:: Texte de lecture ::

Je viens de lire votre point de vue dans L’Aut’Courriel. Si je suis d’accord avec bien des éléments que vous nous livrez (entre autres, votre présentation des Audet et autres conseillers spéciaux), je récuse toutefois votre analyse sur le fond. Oui, la différence est mince entre le PQ, le PLQ et l’ADQ, mais elle demeure présente.
Le PLQ et le PQ tirent leurs origines et s’alimentent depuis des décennies aux deux grandes tendances politiques présentes au Québec et qu’on pourrait nommer l’une par la famille des affairistes, l’autre par celle des syndicalo-progressistes. Ils ont chacun des visées qui divergent et d’autres qui convergent.
Ainsi, aucun ne remet en question le sacrosaint modèle productiviste de la croissance économique. Par contre, l’un espère en goûter les fruits au seul profit des détenteurs capitalistes intégrés au modèle canadian, l’autre rêve de créer de la richesse pour la répartir en partie dans ses poches et l’autre dans des programmes collectifs mis en place par un pouvoir politique étatique rapatrié.

:::

**Travail demandé:**
- a) Recopiez fidèlement le passage du texte de lecture compris entre « Ainsi, aucun ne » et « politique étatique rapatrié. », ces deux bornes incluses.
- b) Relevez tous les sigles de partis politiques mentionnés dans le texte de lecture.
- c) D'après le texte de lecture, pourquoi la différence entre le PLQ et le PQ demeure-t-elle présente, bien qu'elle soit mince ? Répondez en une à trois phrases.

:: Données fournies ::

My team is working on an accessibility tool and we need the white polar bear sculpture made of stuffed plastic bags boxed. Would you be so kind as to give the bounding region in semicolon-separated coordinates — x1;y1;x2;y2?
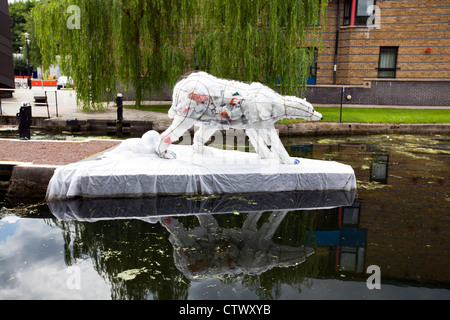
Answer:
157;72;322;164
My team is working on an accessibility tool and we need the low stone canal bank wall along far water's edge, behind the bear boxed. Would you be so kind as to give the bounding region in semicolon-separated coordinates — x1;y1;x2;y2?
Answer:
0;114;450;137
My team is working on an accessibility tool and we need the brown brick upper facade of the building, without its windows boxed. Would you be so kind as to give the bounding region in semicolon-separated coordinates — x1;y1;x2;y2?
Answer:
317;0;450;85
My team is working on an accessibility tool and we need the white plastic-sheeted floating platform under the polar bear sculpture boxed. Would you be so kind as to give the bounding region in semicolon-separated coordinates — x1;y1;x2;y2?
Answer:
47;131;356;200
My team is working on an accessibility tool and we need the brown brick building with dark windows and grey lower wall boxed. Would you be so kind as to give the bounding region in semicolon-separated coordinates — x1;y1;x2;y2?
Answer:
306;0;450;106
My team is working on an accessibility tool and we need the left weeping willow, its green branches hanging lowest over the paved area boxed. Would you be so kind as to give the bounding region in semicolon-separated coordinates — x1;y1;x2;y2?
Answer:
32;0;195;111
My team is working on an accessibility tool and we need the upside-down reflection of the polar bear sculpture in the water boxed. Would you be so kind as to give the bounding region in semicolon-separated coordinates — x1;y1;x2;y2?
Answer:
161;211;314;279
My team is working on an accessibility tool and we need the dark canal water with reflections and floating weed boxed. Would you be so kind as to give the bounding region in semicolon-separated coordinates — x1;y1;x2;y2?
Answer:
0;135;450;300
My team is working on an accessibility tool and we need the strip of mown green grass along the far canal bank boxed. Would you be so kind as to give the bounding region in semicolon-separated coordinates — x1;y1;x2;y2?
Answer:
124;105;450;123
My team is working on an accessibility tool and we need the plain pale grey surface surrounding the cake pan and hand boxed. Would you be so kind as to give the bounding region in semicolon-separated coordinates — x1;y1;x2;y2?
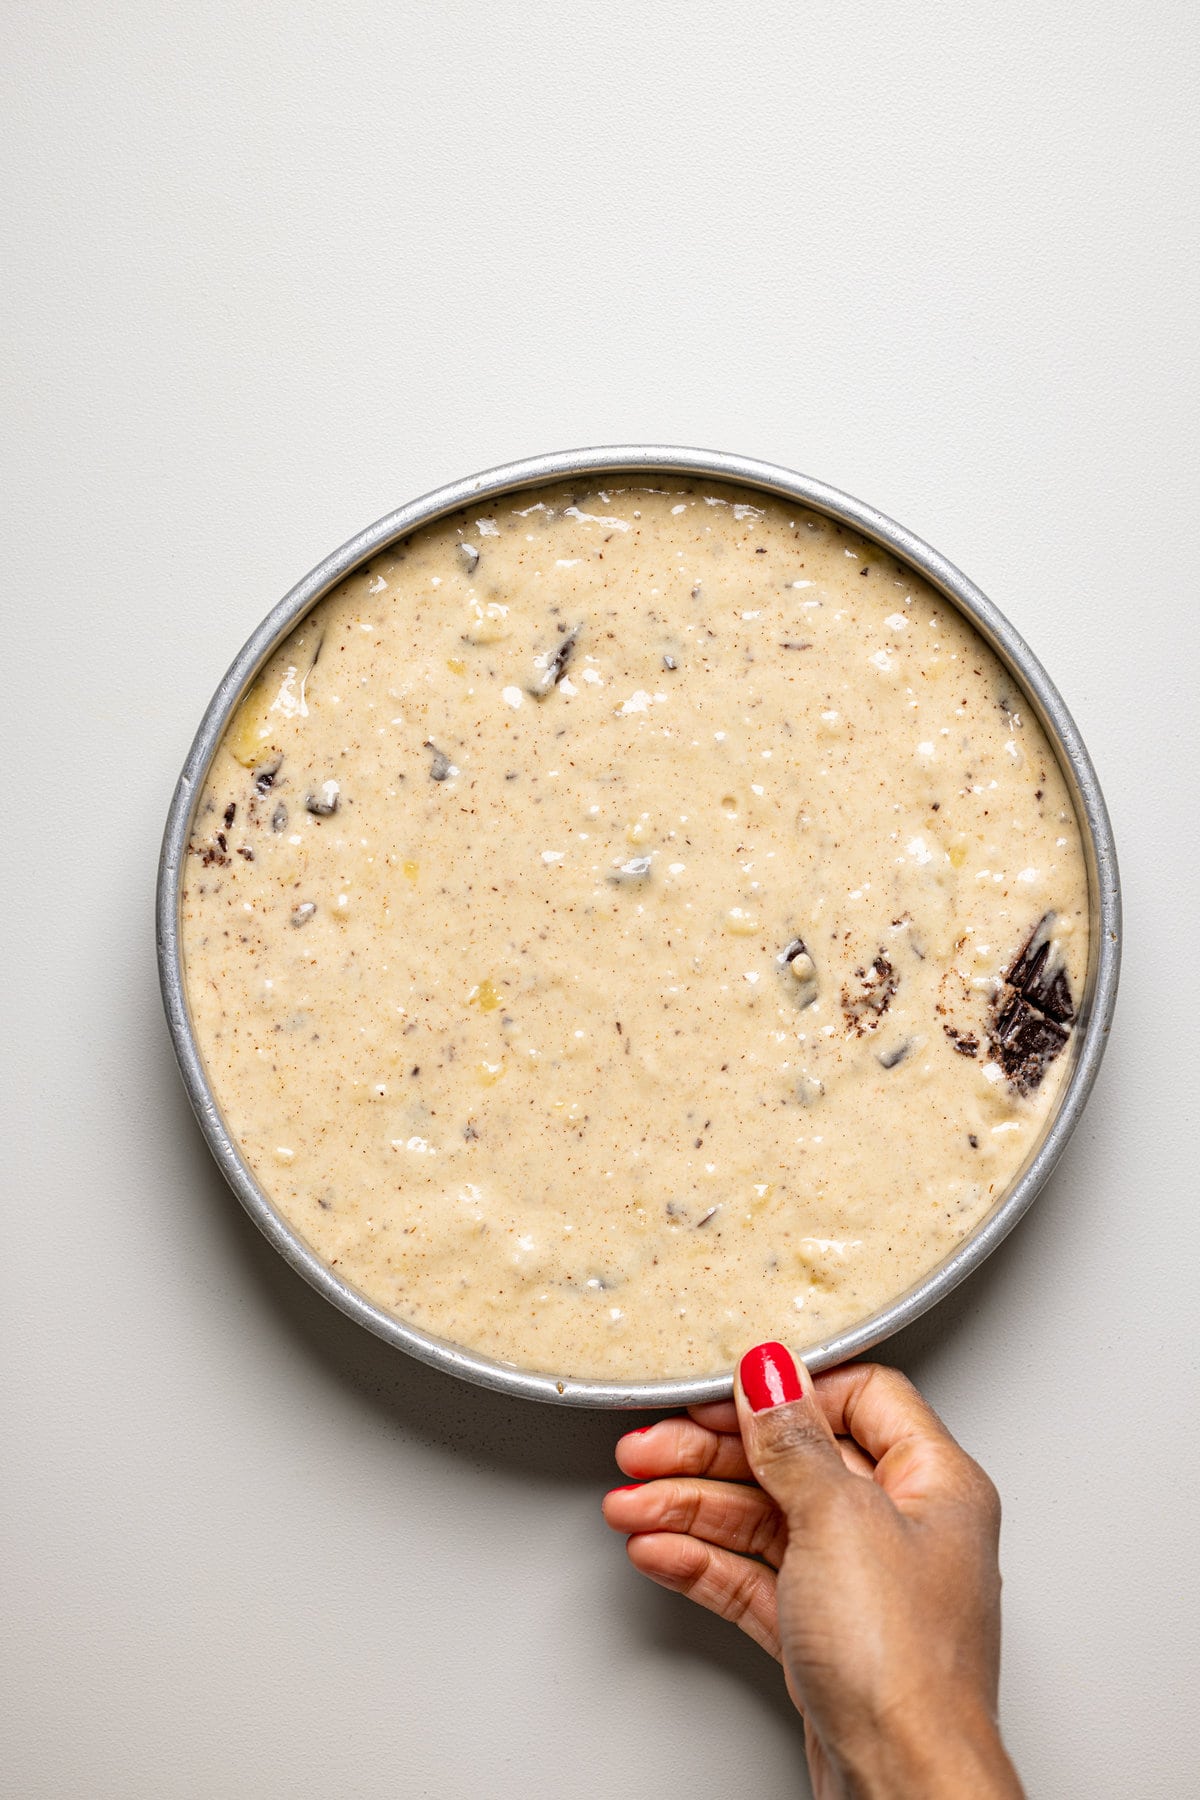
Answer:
0;0;1200;1800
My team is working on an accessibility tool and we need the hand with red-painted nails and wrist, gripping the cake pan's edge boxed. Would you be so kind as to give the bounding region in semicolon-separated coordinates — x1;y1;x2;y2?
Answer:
604;1345;1022;1800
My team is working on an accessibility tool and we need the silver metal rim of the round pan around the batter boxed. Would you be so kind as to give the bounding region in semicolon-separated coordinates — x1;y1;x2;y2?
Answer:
157;445;1121;1408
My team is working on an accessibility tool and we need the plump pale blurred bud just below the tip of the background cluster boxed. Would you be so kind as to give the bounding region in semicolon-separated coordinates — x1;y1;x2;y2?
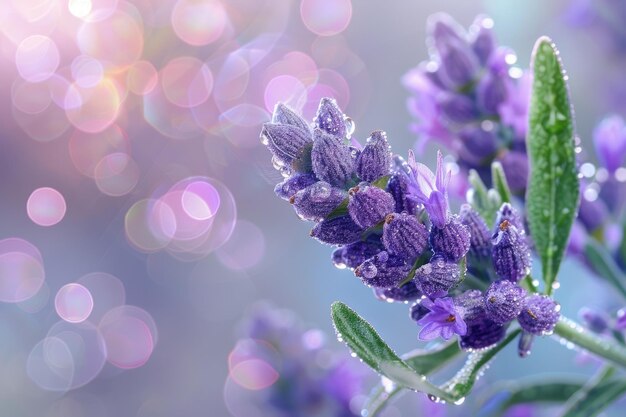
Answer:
439;40;479;88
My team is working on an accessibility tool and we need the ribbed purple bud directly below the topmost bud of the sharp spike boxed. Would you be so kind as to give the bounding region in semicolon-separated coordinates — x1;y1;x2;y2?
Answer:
311;129;354;187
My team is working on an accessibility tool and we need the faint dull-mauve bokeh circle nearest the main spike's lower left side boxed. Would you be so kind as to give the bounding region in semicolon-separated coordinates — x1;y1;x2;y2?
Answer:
215;220;265;270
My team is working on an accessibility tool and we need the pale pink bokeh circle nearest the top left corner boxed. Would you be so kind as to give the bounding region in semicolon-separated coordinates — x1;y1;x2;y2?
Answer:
15;35;60;82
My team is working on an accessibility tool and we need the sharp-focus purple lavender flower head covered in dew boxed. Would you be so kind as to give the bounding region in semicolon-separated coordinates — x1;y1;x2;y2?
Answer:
261;99;559;350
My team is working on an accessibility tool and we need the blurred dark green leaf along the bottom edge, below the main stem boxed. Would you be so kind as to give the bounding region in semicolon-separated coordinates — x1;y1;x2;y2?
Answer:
480;381;583;417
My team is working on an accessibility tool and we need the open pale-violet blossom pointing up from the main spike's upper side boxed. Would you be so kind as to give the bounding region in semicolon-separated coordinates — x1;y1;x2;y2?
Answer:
408;150;451;227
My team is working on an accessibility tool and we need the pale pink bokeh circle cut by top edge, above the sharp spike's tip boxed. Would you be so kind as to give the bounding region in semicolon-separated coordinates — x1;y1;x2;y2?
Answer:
300;0;352;36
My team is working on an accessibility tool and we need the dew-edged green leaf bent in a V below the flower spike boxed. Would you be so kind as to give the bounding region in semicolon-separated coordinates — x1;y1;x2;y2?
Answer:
331;302;520;412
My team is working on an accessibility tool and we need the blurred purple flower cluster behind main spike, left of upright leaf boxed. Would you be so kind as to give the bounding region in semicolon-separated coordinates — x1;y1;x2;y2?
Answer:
404;14;530;193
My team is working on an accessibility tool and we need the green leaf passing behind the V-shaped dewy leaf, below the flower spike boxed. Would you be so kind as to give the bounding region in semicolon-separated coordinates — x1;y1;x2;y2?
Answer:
362;340;463;417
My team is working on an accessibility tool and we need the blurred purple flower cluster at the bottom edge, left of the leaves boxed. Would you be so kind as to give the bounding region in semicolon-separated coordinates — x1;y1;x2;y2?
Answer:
229;305;368;417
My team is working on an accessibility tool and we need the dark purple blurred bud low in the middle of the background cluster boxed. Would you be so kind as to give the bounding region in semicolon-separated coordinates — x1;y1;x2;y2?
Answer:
458;125;500;167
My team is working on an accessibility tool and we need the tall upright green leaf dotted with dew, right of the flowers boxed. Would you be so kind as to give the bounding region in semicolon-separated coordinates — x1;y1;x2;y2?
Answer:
526;37;579;294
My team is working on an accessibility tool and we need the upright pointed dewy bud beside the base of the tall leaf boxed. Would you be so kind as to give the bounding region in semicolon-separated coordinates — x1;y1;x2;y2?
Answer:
491;220;531;282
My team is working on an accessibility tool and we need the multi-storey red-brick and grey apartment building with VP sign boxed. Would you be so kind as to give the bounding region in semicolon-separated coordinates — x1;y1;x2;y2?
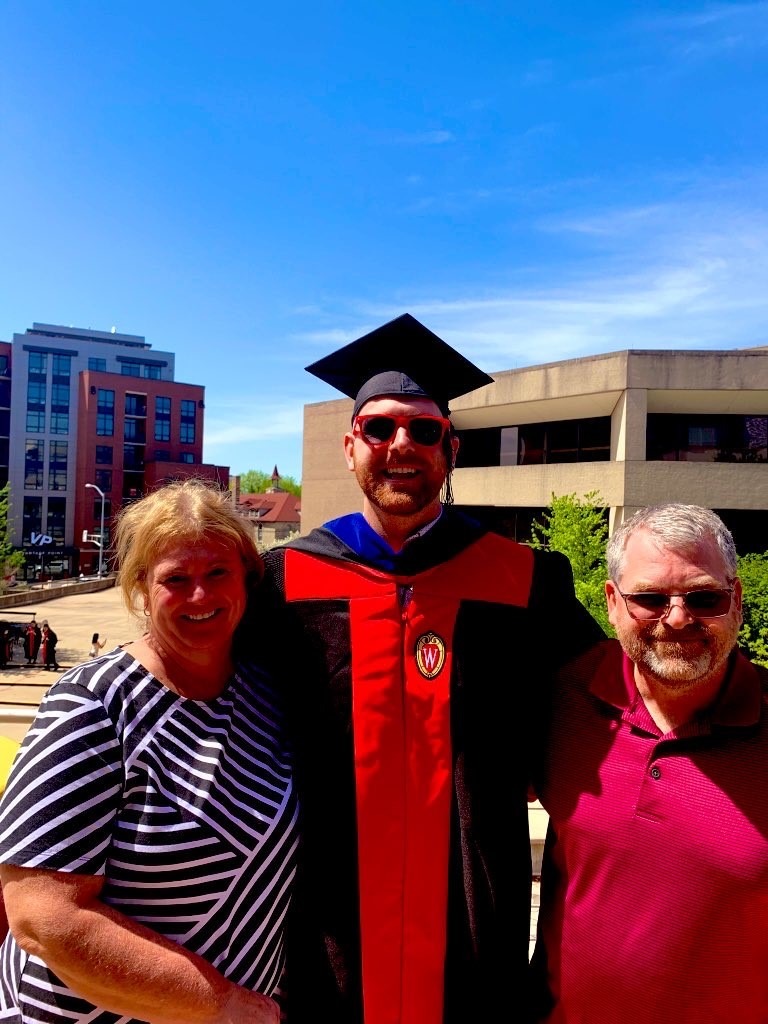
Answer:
6;324;229;580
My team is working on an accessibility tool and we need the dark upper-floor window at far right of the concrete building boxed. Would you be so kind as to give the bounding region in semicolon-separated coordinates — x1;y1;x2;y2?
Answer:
645;413;768;463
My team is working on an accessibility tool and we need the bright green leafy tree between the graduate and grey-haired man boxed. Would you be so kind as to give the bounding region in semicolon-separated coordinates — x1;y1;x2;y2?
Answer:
530;490;615;636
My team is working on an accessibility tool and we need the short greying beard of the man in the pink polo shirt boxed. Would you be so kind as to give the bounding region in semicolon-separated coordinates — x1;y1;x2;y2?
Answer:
616;622;738;692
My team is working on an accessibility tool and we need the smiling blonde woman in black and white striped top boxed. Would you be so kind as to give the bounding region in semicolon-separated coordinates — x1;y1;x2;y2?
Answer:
0;480;298;1024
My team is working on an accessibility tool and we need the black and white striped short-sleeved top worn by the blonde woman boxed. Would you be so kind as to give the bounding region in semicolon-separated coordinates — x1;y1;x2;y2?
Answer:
0;650;298;1024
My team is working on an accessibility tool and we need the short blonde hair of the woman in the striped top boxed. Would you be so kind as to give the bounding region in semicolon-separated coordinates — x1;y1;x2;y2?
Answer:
114;478;264;615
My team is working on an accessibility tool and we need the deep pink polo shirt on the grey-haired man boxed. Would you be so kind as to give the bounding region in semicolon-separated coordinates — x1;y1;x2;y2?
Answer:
535;640;768;1024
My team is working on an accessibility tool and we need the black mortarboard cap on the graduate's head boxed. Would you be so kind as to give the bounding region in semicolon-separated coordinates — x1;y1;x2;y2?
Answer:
306;313;494;419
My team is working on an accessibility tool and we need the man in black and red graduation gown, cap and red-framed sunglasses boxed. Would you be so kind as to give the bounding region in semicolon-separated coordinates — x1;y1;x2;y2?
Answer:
264;314;602;1024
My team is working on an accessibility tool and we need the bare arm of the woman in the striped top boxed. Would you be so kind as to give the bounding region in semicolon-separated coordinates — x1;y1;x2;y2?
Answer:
0;864;280;1024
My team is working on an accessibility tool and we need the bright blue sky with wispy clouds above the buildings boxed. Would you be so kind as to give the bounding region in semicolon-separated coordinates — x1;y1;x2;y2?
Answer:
0;0;768;479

:::

**Corrigé par consigne:**
- a)
Ainsi, aucun ne remet en question le sacrosaint modèle productiviste de la croissance économique. Par contre, l’un espère en goûter les fruits au seul profit des détenteurs capitalistes intégrés au modèle canadian, l’autre rêve de créer de la richesse pour la répartir en partie dans ses poches et l’autre dans des programmes collectifs mis en place par un pouvoir politique étatique rapatrié.

- b) PQ, PLQ, ADQ

- c) Ces deux partis s'alimentent à deux tendances politiques distinctes, celle des affairistes et celle des syndicalo-progressistes. Aucun ne remet en question le modèle productiviste de la croissance économique, mais l'un espère en goûter les fruits au seul profit des détenteurs capitalistes intégrés au modèle canadian. L'autre rêve de créer de la richesse pour la répartir en partie dans des programmes collectifs mis en place par un pouvoir politique étatique rapatrié.